-- Start --

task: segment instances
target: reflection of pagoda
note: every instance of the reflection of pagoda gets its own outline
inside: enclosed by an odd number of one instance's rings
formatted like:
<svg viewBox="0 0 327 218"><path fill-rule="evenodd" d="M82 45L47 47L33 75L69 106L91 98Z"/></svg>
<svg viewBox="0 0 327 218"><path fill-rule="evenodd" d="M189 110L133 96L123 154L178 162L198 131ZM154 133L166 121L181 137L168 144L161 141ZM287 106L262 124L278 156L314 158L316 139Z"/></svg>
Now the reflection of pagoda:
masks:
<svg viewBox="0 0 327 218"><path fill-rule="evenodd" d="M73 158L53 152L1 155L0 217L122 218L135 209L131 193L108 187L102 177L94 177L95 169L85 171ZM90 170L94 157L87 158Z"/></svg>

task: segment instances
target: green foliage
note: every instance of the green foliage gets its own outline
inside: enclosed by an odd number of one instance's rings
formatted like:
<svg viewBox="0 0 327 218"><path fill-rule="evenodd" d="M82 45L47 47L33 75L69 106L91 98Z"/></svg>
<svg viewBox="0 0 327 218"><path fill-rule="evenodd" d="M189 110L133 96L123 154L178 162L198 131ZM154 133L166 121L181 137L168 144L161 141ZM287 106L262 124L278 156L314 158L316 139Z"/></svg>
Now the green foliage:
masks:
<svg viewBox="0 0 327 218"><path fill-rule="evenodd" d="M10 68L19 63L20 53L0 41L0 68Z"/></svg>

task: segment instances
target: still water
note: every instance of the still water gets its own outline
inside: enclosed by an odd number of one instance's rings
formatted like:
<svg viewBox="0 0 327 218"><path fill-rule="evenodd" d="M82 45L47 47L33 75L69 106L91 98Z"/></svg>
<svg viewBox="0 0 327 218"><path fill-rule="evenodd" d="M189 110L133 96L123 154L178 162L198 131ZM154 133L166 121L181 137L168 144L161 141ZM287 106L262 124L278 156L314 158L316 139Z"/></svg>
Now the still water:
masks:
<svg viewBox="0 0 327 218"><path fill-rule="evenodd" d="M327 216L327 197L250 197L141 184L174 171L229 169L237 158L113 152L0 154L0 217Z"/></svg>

-- End --

▶ _WHAT IS EXPECTED_:
Please update the lines above so that "outline" becomes "polygon" wherever it occurs, keeping everything else unchanged.

▶ _TASK SOLUTION_:
task: segment instances
target: reflection of pagoda
note: every instance of the reflection of pagoda gets its own polygon
inside: enclosed by an odd number of one instance's rings
formatted like:
<svg viewBox="0 0 327 218"><path fill-rule="evenodd" d="M82 45L47 47L33 75L69 106L91 98Z"/></svg>
<svg viewBox="0 0 327 218"><path fill-rule="evenodd" d="M189 110L133 96L123 154L178 162L198 131ZM154 133L166 121L181 137L168 144L161 141ZM287 106L262 124L278 156L314 158L316 139Z"/></svg>
Now the reflection of pagoda:
masks:
<svg viewBox="0 0 327 218"><path fill-rule="evenodd" d="M73 158L53 152L1 155L0 217L122 218L135 209L131 193L108 187L102 177L94 177L95 169L85 171ZM90 170L94 157L87 158Z"/></svg>

task: segment instances
target: green foliage
note: every instance of the green foliage gets its own polygon
inside: enclosed by an odd number of one instance's rings
formatted like:
<svg viewBox="0 0 327 218"><path fill-rule="evenodd" d="M82 45L47 47L33 75L69 106L91 98Z"/></svg>
<svg viewBox="0 0 327 218"><path fill-rule="evenodd" d="M189 110L133 96L123 154L178 162L198 131ZM154 133L166 121L181 137L168 144L161 141ZM287 106L262 124L278 156L314 158L316 139Z"/></svg>
Now the green foliage:
masks:
<svg viewBox="0 0 327 218"><path fill-rule="evenodd" d="M10 68L19 63L20 53L0 41L0 68Z"/></svg>

task: segment instances
target: still water
note: every instance of the still water gets its own polygon
inside: enclosed by an odd number of one instance's rings
formatted like:
<svg viewBox="0 0 327 218"><path fill-rule="evenodd" d="M82 45L47 47L33 75L69 106L91 98Z"/></svg>
<svg viewBox="0 0 327 218"><path fill-rule="evenodd" d="M189 110L133 96L123 154L178 162L198 131ZM154 133L166 121L181 137L168 144L161 141ZM287 106L262 124L278 156L314 158L316 139Z"/></svg>
Now the still water:
masks:
<svg viewBox="0 0 327 218"><path fill-rule="evenodd" d="M327 216L327 197L250 197L141 184L174 171L229 169L237 158L113 152L0 154L0 217Z"/></svg>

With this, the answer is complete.